---------- SELECTED EXTRACT

Tân Dương is a commune located in the southern part of Đồng Tháp province, 30 km southeast of Cao Lãnh ward and about 100 km west of Mỹ Tho ward.

- To the east, it borders Sa Đéc ward.
- To the south, it borders Tân Phú Trung commune.
- To the southwest, it borders Hòa Long commune.
- To the northwest, it borders Tân Khánh Trung commune.

== History ==
Before 2025, Tân Dương commune will comprise three communes: Tân Dương and Hòa Thành in Lai Vung district, and Tân Phú Đông in Sa Đéc city.

On June 12, 2025, the 15th National Assembly of Vietnam issued Resolution No. 202/2025/QH15 on the rearrangement of provincial-level administrative units. Accordingly:
- The Đồng Tháp province was established by merging the entire area and population of Đồng Tháp province and Tiền Giang province.
On June 16, 2025, the Standing Committee of the National Assembly of Vietnam issued Resolution No. 1663/NQ-UBTVQH15 on the rearrangement of commune-level administrative units in Đồng Tháp province in 2025. Accordingly:
- The commune of Tân Dương was established by merging the entire area and population of Tân Dương and Hòa Thành communes in Lai Vung district and Tân Phú Đông commune in Sa Đéc city (Excerpt from Clause 35, Article 1).

--------------------
---------- RECORDED INFORMATION

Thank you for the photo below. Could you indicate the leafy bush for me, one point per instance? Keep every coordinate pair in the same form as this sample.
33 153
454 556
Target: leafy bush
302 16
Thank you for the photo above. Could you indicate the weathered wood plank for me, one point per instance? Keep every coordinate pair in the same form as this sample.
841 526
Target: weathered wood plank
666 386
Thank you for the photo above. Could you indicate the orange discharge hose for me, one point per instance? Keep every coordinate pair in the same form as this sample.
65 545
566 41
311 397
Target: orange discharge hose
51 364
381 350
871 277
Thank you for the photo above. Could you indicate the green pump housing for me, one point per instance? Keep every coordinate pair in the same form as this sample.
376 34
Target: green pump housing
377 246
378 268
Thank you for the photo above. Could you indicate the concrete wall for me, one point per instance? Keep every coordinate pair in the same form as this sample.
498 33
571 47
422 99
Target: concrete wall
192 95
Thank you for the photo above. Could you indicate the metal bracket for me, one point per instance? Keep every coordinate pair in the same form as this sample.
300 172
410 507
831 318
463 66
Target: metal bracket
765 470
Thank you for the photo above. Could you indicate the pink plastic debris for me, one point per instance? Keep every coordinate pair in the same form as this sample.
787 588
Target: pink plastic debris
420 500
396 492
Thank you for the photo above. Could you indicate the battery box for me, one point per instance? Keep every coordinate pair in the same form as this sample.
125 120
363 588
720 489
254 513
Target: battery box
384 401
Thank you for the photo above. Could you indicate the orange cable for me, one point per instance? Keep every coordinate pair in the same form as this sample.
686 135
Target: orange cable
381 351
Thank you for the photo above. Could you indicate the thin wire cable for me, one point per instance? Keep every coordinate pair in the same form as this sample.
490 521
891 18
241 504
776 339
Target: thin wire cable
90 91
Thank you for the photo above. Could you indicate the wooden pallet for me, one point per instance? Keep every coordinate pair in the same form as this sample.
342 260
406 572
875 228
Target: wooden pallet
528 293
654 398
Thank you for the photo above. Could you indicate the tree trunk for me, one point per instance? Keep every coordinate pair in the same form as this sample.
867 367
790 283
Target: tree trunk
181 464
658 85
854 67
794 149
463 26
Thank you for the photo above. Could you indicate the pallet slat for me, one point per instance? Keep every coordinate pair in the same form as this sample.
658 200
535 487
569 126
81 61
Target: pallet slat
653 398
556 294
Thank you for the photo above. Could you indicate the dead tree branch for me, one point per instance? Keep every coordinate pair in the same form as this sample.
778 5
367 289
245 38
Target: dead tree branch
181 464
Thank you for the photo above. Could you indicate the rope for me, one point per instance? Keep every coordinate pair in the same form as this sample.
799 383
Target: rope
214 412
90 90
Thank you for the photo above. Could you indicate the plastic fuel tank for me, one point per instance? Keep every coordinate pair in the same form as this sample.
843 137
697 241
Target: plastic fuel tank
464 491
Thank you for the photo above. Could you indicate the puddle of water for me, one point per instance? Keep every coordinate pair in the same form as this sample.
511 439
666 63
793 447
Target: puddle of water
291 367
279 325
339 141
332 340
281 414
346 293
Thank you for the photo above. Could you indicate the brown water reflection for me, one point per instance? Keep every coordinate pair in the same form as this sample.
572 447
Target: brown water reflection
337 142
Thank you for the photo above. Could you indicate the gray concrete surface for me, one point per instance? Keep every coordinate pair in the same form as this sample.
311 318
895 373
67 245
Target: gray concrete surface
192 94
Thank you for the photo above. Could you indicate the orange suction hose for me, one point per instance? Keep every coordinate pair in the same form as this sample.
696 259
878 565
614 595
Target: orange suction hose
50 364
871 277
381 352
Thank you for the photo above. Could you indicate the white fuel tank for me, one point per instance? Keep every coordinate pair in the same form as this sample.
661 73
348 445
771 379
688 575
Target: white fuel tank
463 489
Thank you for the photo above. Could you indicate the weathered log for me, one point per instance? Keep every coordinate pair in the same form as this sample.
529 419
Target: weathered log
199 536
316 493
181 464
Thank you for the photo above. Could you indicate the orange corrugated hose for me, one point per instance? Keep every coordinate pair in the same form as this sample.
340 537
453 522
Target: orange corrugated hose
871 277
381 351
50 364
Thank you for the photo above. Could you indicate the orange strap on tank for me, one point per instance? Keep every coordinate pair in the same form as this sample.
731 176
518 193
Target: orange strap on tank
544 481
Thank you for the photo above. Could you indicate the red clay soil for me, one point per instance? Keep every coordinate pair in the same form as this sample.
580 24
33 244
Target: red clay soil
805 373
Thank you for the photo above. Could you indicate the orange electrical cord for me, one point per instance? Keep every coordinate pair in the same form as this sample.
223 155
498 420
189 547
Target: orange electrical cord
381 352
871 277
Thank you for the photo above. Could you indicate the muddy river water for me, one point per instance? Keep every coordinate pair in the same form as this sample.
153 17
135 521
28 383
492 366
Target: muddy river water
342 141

--------------------
---------- RECORDED INFORMATION

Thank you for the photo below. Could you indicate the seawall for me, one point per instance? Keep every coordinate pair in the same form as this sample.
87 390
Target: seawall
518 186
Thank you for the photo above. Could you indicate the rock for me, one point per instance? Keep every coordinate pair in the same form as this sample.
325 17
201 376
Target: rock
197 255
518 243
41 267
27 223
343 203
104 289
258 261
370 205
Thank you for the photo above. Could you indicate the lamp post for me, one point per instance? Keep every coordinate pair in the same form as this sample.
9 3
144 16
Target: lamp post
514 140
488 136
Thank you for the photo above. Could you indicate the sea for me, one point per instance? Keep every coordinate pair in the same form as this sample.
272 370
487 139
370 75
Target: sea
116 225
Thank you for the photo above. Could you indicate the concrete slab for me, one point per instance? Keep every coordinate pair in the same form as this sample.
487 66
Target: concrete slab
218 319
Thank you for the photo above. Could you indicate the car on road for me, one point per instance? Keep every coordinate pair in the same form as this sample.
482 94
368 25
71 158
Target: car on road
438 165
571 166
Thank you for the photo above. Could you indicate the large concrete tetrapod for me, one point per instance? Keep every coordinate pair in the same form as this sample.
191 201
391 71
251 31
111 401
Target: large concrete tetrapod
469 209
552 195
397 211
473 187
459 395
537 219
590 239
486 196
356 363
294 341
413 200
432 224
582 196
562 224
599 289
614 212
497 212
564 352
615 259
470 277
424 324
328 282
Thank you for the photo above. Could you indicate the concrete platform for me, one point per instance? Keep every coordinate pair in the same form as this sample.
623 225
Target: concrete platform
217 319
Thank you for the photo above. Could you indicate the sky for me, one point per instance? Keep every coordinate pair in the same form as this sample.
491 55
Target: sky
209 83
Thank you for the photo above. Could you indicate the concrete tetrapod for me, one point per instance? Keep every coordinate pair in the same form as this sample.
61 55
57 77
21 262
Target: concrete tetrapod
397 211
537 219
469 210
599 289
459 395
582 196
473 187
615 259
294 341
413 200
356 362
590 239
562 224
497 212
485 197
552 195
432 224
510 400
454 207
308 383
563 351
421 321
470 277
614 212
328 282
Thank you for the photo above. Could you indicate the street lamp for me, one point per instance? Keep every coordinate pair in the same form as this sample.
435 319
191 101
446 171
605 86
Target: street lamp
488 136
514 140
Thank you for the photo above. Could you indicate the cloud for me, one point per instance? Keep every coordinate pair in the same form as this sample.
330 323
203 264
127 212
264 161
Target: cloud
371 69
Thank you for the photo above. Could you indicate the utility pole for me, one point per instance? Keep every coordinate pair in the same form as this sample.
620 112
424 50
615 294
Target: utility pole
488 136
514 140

--------------------

_LIST OF TASKS_:
a: Translate this sentence from the text about Tân Dương commune into Spanish: "Tân Dương is a commune located in the southern part of Đồng Tháp province, 30 km southeast of Cao Lãnh ward and about 100 km west of Mỹ Tho ward."
b: Update the passage of the text about Tân Dương commune starting at "- To the east, it" and ending at "Tiền Giang province.", writing it out with "Hòa Long" replaced by "Long Hậu".
This data has no connection to the text about Tân Dương commune.

_ANSWERS IN ORDER_:
a: Tân Dương es una comuna situada en la parte sur de la provincia de Đồng Tháp, a 30 km al sureste del barrio de Cao Lãnh y a unos 100 km al oeste del barrio de Mỹ Tho.

b:
- To the east, it borders Sa Đéc ward.
- To the south, it borders Tân Phú Trung commune.
- To the southwest, it borders Long Hậu commune.
- To the northwest, it borders Tân Khánh Trung commune.

== History ==
Before 2025, Tân Dương commune will comprise three communes: Tân Dương and Hòa Thành in Lai Vung district, and Tân Phú Đông in Sa Đéc city.

On June 12, 2025, the 15th National Assembly of Vietnam issued Resolution No. 202/2025/QH15 on the rearrangement of provincial-level administrative units. Accordingly:
- The Đồng Tháp province was established by merging the entire area and population of Đồng Tháp province and Tiền Giang province.